▶ **WHAT THE TASK REQUIRES**
Recast the lines starting at the one containing "Where can you spot the cap" and ending at the one containing "column 252, row 445" as a Markdown table with the columns No. and Item line, leaving out blank lines. Keep the pictures out of the table.
##### SUPPLIED ENTRIES
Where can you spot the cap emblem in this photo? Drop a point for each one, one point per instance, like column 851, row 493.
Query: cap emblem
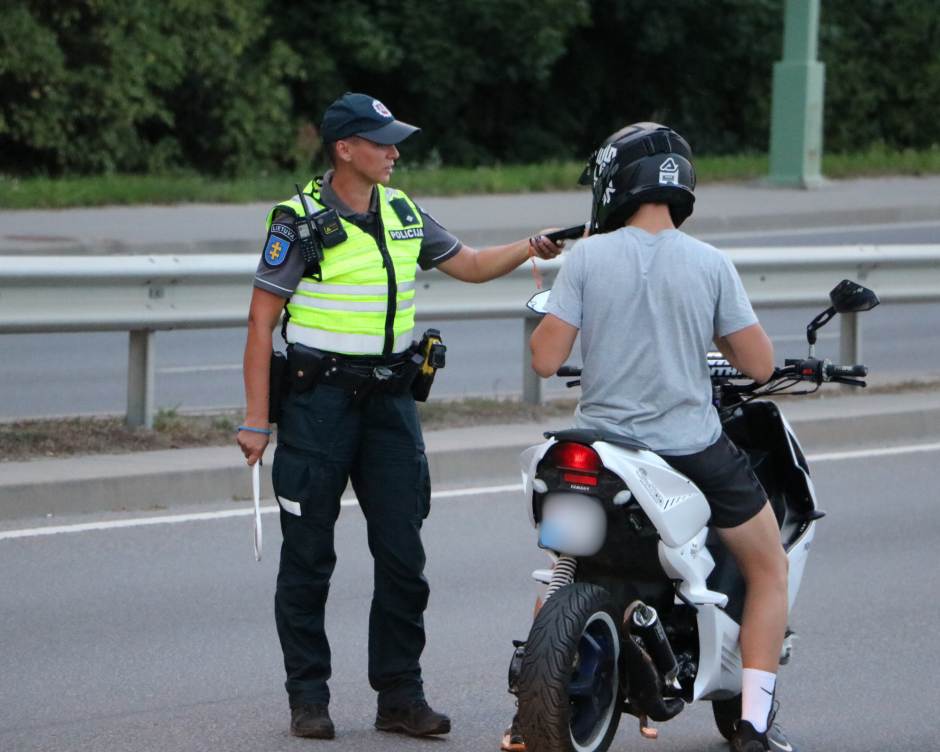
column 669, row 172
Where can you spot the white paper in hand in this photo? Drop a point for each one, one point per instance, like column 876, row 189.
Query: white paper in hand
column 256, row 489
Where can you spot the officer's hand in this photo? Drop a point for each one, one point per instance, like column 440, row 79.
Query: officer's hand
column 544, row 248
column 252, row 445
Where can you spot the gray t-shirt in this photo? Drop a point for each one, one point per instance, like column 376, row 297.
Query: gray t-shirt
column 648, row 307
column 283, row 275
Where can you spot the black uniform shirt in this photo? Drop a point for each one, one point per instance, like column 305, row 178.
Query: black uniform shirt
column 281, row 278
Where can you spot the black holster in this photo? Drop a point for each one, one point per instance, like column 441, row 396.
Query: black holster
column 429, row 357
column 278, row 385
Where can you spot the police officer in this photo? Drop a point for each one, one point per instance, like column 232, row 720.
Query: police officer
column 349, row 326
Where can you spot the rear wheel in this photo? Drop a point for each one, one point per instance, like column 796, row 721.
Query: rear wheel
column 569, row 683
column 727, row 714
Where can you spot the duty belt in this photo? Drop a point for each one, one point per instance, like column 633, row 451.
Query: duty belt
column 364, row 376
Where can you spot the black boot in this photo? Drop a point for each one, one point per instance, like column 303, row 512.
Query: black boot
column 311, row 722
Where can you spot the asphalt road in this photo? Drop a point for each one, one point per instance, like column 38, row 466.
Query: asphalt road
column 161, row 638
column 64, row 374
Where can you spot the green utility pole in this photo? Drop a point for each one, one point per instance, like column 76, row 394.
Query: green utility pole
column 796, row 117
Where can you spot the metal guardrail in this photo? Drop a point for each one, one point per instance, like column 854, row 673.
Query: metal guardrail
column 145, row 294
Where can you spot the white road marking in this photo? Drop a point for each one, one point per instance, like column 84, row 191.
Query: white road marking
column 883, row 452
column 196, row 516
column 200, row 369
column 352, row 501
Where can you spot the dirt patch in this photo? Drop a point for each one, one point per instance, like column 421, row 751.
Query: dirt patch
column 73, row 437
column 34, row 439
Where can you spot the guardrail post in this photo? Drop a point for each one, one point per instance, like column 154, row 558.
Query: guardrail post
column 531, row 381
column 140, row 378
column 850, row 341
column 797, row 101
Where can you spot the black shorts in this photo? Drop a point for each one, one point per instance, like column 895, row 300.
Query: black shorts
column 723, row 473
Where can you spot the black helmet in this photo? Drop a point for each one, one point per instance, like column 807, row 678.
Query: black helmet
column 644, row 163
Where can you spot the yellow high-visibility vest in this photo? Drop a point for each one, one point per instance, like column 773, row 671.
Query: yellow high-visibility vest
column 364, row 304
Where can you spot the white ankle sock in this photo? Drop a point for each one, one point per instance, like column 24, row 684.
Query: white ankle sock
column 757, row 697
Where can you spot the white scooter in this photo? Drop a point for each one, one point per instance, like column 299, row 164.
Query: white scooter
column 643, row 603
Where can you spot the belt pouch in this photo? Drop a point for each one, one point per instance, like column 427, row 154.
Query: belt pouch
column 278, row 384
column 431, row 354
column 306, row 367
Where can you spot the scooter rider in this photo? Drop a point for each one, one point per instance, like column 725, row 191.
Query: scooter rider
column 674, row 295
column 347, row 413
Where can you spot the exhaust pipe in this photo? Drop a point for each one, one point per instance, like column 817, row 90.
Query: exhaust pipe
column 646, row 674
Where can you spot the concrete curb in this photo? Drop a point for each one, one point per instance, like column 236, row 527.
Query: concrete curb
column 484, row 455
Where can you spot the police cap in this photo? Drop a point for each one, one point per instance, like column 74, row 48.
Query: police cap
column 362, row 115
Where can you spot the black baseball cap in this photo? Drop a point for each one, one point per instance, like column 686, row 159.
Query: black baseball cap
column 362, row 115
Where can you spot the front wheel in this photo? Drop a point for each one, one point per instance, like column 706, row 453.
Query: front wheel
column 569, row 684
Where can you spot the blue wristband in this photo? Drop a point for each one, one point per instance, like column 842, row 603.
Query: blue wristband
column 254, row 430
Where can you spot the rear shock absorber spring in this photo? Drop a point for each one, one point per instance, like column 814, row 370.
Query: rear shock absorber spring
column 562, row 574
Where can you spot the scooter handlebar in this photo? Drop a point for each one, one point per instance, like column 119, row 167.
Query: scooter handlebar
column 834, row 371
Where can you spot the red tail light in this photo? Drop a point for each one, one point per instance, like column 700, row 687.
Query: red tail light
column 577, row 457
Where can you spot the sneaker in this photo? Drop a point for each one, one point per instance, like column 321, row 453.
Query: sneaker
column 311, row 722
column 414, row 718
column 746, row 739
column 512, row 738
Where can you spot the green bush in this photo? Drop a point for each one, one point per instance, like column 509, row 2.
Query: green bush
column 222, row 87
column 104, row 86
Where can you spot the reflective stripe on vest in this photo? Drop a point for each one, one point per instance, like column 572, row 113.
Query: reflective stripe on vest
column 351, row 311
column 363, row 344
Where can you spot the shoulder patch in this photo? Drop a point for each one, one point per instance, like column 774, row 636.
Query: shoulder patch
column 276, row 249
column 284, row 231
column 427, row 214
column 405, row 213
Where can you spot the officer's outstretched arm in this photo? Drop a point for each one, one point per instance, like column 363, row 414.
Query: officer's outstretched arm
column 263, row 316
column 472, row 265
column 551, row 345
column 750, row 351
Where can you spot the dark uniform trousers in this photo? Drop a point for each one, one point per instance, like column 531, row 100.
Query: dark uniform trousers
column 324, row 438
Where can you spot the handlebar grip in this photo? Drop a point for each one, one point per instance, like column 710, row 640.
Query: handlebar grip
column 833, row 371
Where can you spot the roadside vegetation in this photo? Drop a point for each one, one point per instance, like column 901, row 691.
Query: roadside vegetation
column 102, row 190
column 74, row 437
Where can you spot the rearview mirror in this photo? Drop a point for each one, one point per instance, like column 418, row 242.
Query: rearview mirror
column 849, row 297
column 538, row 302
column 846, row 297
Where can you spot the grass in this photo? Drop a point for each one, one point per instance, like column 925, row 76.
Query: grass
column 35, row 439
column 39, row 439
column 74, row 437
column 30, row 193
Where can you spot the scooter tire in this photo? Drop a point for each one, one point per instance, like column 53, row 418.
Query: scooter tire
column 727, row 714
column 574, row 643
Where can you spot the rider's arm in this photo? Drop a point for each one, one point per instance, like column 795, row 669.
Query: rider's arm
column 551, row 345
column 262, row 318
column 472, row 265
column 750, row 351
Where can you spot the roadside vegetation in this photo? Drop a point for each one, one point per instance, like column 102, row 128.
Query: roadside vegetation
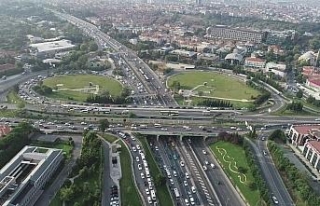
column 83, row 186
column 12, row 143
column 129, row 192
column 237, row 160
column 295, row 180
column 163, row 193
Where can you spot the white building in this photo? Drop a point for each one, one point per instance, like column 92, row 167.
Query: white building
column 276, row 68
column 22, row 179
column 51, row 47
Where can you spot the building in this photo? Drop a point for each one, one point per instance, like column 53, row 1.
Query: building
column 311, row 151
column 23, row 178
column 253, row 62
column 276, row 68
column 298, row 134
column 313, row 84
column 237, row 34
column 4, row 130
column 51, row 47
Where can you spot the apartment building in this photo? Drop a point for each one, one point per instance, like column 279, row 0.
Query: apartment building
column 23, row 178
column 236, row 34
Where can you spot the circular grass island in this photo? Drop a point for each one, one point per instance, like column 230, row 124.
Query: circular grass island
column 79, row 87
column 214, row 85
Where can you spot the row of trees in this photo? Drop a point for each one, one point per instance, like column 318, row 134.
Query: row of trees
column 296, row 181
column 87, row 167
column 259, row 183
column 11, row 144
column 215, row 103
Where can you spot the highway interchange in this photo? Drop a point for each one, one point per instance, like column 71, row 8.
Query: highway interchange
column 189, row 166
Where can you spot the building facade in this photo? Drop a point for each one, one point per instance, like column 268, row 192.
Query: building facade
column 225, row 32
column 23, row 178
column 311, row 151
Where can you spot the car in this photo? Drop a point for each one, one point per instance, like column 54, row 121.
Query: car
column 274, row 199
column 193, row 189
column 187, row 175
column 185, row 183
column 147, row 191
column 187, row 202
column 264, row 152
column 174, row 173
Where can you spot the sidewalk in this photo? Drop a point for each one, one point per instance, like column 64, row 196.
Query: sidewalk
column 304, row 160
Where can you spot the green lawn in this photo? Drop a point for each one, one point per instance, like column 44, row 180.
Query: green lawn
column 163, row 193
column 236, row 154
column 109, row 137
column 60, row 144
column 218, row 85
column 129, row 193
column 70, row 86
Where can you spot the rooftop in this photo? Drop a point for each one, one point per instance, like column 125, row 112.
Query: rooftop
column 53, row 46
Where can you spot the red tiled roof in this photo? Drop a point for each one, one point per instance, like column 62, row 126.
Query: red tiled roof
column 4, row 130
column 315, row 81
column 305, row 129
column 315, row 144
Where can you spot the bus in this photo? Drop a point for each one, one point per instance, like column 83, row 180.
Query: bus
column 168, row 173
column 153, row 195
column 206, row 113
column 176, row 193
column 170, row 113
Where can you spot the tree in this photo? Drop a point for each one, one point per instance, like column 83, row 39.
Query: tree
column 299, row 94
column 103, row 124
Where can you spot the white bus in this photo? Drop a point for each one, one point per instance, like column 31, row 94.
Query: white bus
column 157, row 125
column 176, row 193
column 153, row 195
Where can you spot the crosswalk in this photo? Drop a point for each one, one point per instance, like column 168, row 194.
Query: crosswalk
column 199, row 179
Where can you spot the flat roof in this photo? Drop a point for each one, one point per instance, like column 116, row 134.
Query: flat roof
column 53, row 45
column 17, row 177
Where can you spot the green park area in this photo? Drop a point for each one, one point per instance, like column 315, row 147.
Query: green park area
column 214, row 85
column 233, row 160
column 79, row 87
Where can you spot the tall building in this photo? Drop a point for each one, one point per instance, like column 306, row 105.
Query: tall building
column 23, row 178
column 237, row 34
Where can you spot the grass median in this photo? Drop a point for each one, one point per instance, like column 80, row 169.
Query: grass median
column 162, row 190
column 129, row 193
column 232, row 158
##########
##### SUPPLIED ENTRIES
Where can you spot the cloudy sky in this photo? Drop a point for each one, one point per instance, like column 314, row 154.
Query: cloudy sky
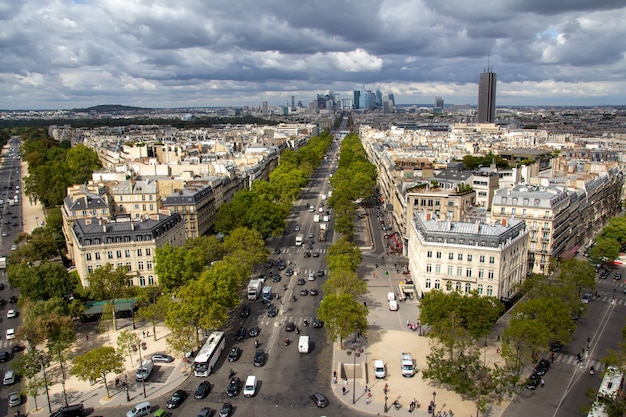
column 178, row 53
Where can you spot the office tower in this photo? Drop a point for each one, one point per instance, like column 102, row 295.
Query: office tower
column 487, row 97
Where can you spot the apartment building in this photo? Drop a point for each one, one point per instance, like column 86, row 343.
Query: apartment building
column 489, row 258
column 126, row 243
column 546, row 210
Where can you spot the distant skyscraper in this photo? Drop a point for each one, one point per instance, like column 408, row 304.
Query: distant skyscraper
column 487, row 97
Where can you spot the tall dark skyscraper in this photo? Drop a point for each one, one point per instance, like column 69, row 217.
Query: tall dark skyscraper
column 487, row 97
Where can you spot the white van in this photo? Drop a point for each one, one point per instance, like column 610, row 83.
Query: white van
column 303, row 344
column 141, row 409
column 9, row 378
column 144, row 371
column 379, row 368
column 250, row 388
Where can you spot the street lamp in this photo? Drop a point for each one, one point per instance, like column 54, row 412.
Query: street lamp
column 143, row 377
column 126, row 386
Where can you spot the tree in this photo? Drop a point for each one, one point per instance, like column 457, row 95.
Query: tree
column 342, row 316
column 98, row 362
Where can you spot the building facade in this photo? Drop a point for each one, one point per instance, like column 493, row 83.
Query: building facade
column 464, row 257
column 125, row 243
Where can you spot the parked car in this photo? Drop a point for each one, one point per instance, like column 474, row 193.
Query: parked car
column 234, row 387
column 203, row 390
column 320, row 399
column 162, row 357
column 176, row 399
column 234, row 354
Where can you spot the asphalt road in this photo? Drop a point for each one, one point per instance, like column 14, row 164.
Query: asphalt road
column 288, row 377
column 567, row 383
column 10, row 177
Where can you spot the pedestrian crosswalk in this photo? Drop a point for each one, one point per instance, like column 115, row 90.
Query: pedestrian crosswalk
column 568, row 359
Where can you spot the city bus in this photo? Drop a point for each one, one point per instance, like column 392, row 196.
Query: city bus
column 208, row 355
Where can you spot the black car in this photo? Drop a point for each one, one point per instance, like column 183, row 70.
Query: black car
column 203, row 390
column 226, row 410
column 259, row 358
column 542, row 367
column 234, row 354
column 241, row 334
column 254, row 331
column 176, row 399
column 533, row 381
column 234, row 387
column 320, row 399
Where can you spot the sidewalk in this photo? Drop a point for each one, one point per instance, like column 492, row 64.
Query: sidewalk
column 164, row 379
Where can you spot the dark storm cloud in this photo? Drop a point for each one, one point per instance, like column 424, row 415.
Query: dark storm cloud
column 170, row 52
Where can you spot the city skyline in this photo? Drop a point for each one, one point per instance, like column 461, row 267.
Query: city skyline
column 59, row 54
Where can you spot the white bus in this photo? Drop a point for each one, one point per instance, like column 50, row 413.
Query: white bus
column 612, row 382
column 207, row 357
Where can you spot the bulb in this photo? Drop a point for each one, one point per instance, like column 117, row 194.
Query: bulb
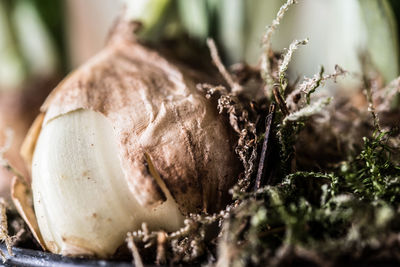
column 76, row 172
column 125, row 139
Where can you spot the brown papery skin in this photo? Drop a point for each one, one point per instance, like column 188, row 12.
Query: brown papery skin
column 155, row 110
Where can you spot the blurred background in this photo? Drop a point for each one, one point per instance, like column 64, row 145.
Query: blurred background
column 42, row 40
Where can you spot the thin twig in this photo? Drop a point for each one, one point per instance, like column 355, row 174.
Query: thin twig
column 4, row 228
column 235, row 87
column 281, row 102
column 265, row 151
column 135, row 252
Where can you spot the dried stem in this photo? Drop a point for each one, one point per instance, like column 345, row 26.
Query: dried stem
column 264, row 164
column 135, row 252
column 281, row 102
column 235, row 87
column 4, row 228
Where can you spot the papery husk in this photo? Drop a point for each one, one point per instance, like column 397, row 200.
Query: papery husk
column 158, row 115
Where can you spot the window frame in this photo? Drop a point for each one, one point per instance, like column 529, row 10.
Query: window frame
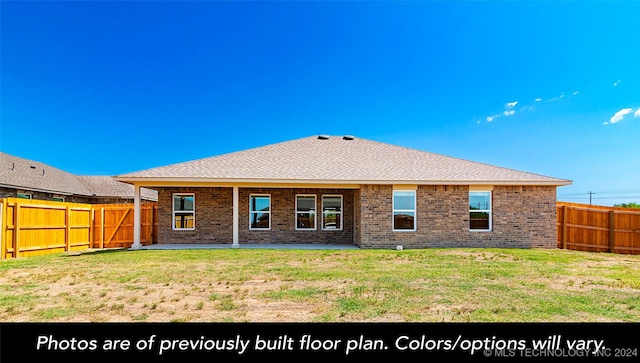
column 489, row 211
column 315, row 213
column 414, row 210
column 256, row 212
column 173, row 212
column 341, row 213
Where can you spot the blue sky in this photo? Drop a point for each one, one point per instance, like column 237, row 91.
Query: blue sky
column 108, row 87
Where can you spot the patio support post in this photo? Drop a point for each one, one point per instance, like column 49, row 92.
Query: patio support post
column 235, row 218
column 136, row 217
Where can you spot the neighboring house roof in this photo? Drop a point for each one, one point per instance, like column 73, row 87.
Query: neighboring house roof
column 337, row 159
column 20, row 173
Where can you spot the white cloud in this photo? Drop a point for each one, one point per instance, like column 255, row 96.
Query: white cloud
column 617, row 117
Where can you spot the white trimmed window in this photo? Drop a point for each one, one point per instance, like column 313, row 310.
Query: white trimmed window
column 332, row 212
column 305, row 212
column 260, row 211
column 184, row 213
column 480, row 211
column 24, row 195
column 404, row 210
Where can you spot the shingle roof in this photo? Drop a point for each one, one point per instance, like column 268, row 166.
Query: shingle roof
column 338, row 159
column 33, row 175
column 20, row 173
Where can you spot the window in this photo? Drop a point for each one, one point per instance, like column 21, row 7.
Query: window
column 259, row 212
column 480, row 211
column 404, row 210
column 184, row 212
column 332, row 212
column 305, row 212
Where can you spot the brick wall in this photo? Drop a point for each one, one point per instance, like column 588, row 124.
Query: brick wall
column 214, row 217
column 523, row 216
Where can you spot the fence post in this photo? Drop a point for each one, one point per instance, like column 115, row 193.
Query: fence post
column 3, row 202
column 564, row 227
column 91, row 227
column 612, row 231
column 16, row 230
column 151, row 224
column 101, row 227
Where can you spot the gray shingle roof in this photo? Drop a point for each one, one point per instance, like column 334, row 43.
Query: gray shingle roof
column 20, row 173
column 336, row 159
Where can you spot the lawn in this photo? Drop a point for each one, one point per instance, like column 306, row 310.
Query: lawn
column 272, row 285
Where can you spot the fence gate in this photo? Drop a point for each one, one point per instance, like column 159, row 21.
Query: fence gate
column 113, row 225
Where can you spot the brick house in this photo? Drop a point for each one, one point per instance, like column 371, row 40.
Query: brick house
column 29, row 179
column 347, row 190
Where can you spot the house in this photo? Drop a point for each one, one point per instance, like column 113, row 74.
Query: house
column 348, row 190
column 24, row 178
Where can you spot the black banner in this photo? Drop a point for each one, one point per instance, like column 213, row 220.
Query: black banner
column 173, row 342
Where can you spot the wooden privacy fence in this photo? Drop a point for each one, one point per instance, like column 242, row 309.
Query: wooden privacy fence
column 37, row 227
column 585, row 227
##########
▶ **TASK OUTPUT**
| No. | Item line |
|---|---|
| 1 | Where can you spot the cap emblem in this photo? Drop a point for each one, one point per instance, like column 851, row 493. |
| 2 | Query: cap emblem |
| 3 | column 669, row 172 |
| 4 | Where can you spot the white paper in hand in this photo? Drop a point for each one, one point per instance, like column 876, row 189. |
| 5 | Query: white paper in hand |
| 6 | column 256, row 489 |
| 7 | Where can you spot the officer's hand in this photo? Drop a point for each one, one point per instance, like column 440, row 79. |
| 8 | Query: officer's hand |
| 9 | column 544, row 248 |
| 10 | column 252, row 445 |